● **WORKING DATA**
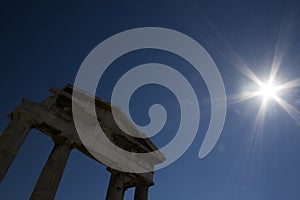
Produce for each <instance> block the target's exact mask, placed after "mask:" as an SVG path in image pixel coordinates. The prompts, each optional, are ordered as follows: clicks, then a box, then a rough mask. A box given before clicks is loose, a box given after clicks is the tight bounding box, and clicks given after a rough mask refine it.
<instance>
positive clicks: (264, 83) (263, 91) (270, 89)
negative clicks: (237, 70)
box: [258, 82, 278, 101]
mask: <svg viewBox="0 0 300 200" xmlns="http://www.w3.org/2000/svg"><path fill="white" fill-rule="evenodd" d="M277 90H278V88H277V87H276V86H275V85H274V84H272V83H270V82H269V83H264V84H262V85H261V86H260V90H259V91H258V94H259V95H260V96H262V97H263V99H264V101H268V100H269V99H274V98H276V96H277V95H276V92H277Z"/></svg>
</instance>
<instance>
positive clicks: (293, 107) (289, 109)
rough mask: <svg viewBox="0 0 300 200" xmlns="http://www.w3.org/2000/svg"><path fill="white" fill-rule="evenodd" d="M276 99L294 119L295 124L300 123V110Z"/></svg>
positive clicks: (285, 102)
mask: <svg viewBox="0 0 300 200" xmlns="http://www.w3.org/2000/svg"><path fill="white" fill-rule="evenodd" d="M274 99H275V101H276V102H277V103H278V104H279V105H280V106H281V107H282V108H283V109H284V110H285V111H286V112H287V113H288V114H289V115H290V116H291V117H292V119H293V120H295V122H299V121H300V112H299V110H297V109H296V108H295V107H293V106H292V105H290V104H289V103H287V102H286V101H284V100H283V99H281V98H279V97H275V98H274Z"/></svg>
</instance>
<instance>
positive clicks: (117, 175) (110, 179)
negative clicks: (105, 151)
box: [106, 172, 125, 200]
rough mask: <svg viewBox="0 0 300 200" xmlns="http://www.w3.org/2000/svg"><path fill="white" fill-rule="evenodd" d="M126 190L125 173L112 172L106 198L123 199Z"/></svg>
mask: <svg viewBox="0 0 300 200" xmlns="http://www.w3.org/2000/svg"><path fill="white" fill-rule="evenodd" d="M124 192H125V190H124V174H122V173H121V172H118V173H111V176H110V181H109V186H108V189H107V194H106V200H122V199H123V196H124Z"/></svg>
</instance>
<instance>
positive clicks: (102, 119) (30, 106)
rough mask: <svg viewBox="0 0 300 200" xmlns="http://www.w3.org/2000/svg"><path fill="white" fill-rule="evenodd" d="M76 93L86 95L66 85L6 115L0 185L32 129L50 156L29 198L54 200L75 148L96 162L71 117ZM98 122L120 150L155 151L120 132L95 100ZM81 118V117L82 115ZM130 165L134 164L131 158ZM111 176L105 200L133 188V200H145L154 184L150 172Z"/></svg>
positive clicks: (56, 89)
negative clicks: (6, 118) (6, 123)
mask: <svg viewBox="0 0 300 200" xmlns="http://www.w3.org/2000/svg"><path fill="white" fill-rule="evenodd" d="M73 90H76V91H77V92H81V93H82V95H83V96H88V94H87V93H85V92H83V91H80V90H78V89H75V88H73V87H72V86H71V85H67V86H66V87H64V88H63V89H61V90H60V89H50V91H51V92H52V93H53V95H52V96H50V97H48V98H46V99H45V100H44V101H42V102H40V103H34V102H31V101H29V100H27V99H23V101H22V103H21V104H20V105H19V106H18V107H17V108H16V109H15V110H13V111H12V113H11V114H10V115H9V118H10V123H9V125H8V126H7V127H6V128H5V130H4V131H3V133H2V134H1V136H0V163H1V164H0V182H1V181H2V179H3V178H4V176H5V174H6V172H7V170H8V169H9V167H10V165H11V163H12V162H13V160H14V158H15V156H16V155H17V153H18V150H19V149H20V147H21V145H22V143H23V141H24V140H25V138H26V136H27V134H28V132H29V131H30V129H32V128H35V129H37V130H39V131H41V132H43V133H44V134H46V135H48V136H49V137H51V138H52V139H53V142H54V143H55V145H54V147H53V150H52V152H51V153H50V155H49V157H48V160H47V162H46V164H45V166H44V168H43V170H42V172H41V174H40V176H39V179H38V180H37V182H36V185H35V187H34V190H33V192H32V194H31V198H30V199H32V200H35V199H54V197H55V194H56V191H57V188H58V186H59V182H60V180H61V177H62V175H63V172H64V169H65V166H66V163H67V161H68V158H69V155H70V152H71V150H72V149H74V148H76V149H78V150H79V151H80V152H82V153H83V154H84V155H86V156H88V157H90V158H91V159H94V160H96V161H97V162H99V161H98V160H97V159H95V158H94V157H93V156H92V155H91V154H90V153H89V151H87V149H86V148H85V147H84V146H83V144H82V142H81V141H80V138H79V136H78V134H77V132H76V128H75V126H74V122H73V117H72V92H73ZM95 105H96V112H97V117H98V121H99V123H100V125H101V127H102V129H103V130H104V131H105V134H106V136H107V137H108V138H109V139H110V140H111V141H112V142H113V143H115V144H116V145H118V146H119V147H121V148H123V149H125V150H130V151H134V152H150V151H155V150H157V148H156V146H155V145H154V144H153V143H152V142H151V141H150V140H149V139H148V138H136V137H132V136H129V135H127V134H125V133H124V132H123V131H121V130H120V129H119V128H118V127H117V126H116V124H115V123H114V121H113V120H112V112H111V105H110V104H109V103H106V102H104V101H102V100H101V99H99V98H96V101H95ZM83 114H84V113H83ZM107 159H109V158H107ZM132 159H133V160H132V162H135V160H134V158H132ZM164 160H165V158H164V156H163V154H161V153H158V154H157V157H156V158H154V159H152V160H148V161H144V162H148V163H147V165H149V166H152V167H154V165H155V164H158V163H161V162H163V161H164ZM107 170H108V171H109V172H110V173H111V178H110V182H109V186H108V189H107V195H106V200H119V199H123V196H124V192H125V191H126V189H128V188H131V187H135V195H134V199H135V200H145V199H148V188H149V187H150V186H152V185H153V184H154V183H153V172H149V173H144V174H133V173H125V172H121V171H117V170H114V169H111V168H109V167H108V168H107Z"/></svg>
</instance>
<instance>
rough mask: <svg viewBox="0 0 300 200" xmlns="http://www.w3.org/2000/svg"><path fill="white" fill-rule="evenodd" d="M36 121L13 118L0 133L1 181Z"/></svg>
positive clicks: (3, 177) (26, 119) (14, 158)
mask: <svg viewBox="0 0 300 200" xmlns="http://www.w3.org/2000/svg"><path fill="white" fill-rule="evenodd" d="M33 125H34V122H33V121H31V120H29V119H26V118H24V119H23V118H12V119H11V121H10V123H9V124H8V126H7V127H6V128H5V129H4V131H3V133H2V134H1V135H0V163H1V164H0V182H1V181H2V179H3V178H4V176H5V174H6V172H7V171H8V169H9V167H10V165H11V163H12V162H13V160H14V159H15V157H16V155H17V153H18V151H19V149H20V147H21V146H22V144H23V142H24V140H25V138H26V136H27V135H28V132H29V130H30V129H31V127H32V126H33Z"/></svg>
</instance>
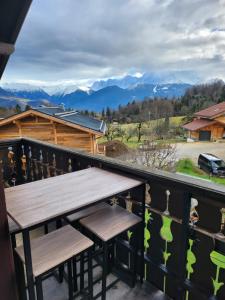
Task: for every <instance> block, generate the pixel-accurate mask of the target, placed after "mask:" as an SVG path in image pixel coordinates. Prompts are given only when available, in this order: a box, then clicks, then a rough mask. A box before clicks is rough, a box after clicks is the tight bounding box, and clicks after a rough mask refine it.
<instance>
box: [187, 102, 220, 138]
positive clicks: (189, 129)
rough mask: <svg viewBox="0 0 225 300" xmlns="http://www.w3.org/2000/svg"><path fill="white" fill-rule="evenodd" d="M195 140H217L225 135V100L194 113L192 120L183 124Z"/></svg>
mask: <svg viewBox="0 0 225 300" xmlns="http://www.w3.org/2000/svg"><path fill="white" fill-rule="evenodd" d="M182 127H183V128H184V129H186V130H187V131H188V138H190V139H192V140H194V141H216V140H218V139H222V138H224V137H225V102H221V103H219V104H216V105H213V106H210V107H208V108H206V109H203V110H201V111H199V112H197V113H195V114H194V119H193V121H192V122H190V123H187V124H185V125H183V126H182Z"/></svg>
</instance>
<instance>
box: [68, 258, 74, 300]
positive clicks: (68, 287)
mask: <svg viewBox="0 0 225 300" xmlns="http://www.w3.org/2000/svg"><path fill="white" fill-rule="evenodd" d="M67 269H68V288H69V300H72V299H73V274H72V261H71V260H69V261H68V263H67Z"/></svg>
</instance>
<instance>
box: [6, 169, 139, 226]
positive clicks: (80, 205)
mask: <svg viewBox="0 0 225 300" xmlns="http://www.w3.org/2000/svg"><path fill="white" fill-rule="evenodd" d="M140 184H142V182H141V181H139V180H135V179H132V178H128V177H125V176H122V175H118V174H115V173H112V172H108V171H105V170H102V169H98V168H88V169H84V170H81V171H77V172H73V173H68V174H65V175H60V176H57V177H51V178H47V179H43V180H40V181H35V182H31V183H27V184H23V185H19V186H16V187H11V188H8V189H5V195H6V206H7V212H8V214H9V215H10V216H11V218H12V219H13V220H14V221H15V222H16V223H17V224H18V225H19V226H20V227H21V228H23V229H24V228H28V227H31V226H34V225H37V224H40V223H42V222H44V221H47V220H49V219H52V218H55V217H58V216H60V215H63V214H67V213H68V214H69V213H70V212H72V211H75V210H79V209H81V208H83V207H85V206H88V205H91V204H94V203H95V202H98V201H100V200H103V199H105V198H107V197H110V196H113V195H116V194H118V193H121V192H123V191H126V190H129V189H132V188H134V187H137V186H139V185H140Z"/></svg>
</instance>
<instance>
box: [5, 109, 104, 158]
mask: <svg viewBox="0 0 225 300" xmlns="http://www.w3.org/2000/svg"><path fill="white" fill-rule="evenodd" d="M105 129H106V125H105V123H104V122H103V121H100V120H97V119H94V118H91V117H88V116H84V115H82V114H80V113H79V112H77V111H65V110H64V109H63V108H62V107H38V108H35V109H29V110H27V111H24V112H22V113H19V114H16V115H13V116H11V117H8V118H6V119H3V120H0V139H9V138H16V137H29V138H35V139H38V140H42V141H46V142H50V143H54V144H58V145H63V146H67V147H72V148H77V149H81V150H85V151H87V152H89V153H92V154H94V153H96V152H97V144H96V139H97V138H98V137H101V136H102V135H104V133H105Z"/></svg>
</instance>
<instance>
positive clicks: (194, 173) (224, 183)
mask: <svg viewBox="0 0 225 300" xmlns="http://www.w3.org/2000/svg"><path fill="white" fill-rule="evenodd" d="M176 172H179V173H183V174H186V175H189V176H193V177H197V178H200V179H206V180H210V181H212V182H215V183H218V184H223V185H225V178H219V177H214V176H212V177H210V176H209V175H208V174H206V173H205V172H204V171H202V170H200V169H199V168H198V167H197V166H196V165H195V164H194V162H193V161H192V160H191V159H189V158H184V159H181V160H179V161H178V163H177V165H176Z"/></svg>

● **ABOUT THIS TASK**
Your answer should be a single number: how many lines in the data above include "target"?

● **RESULT OF THIS TASK**
2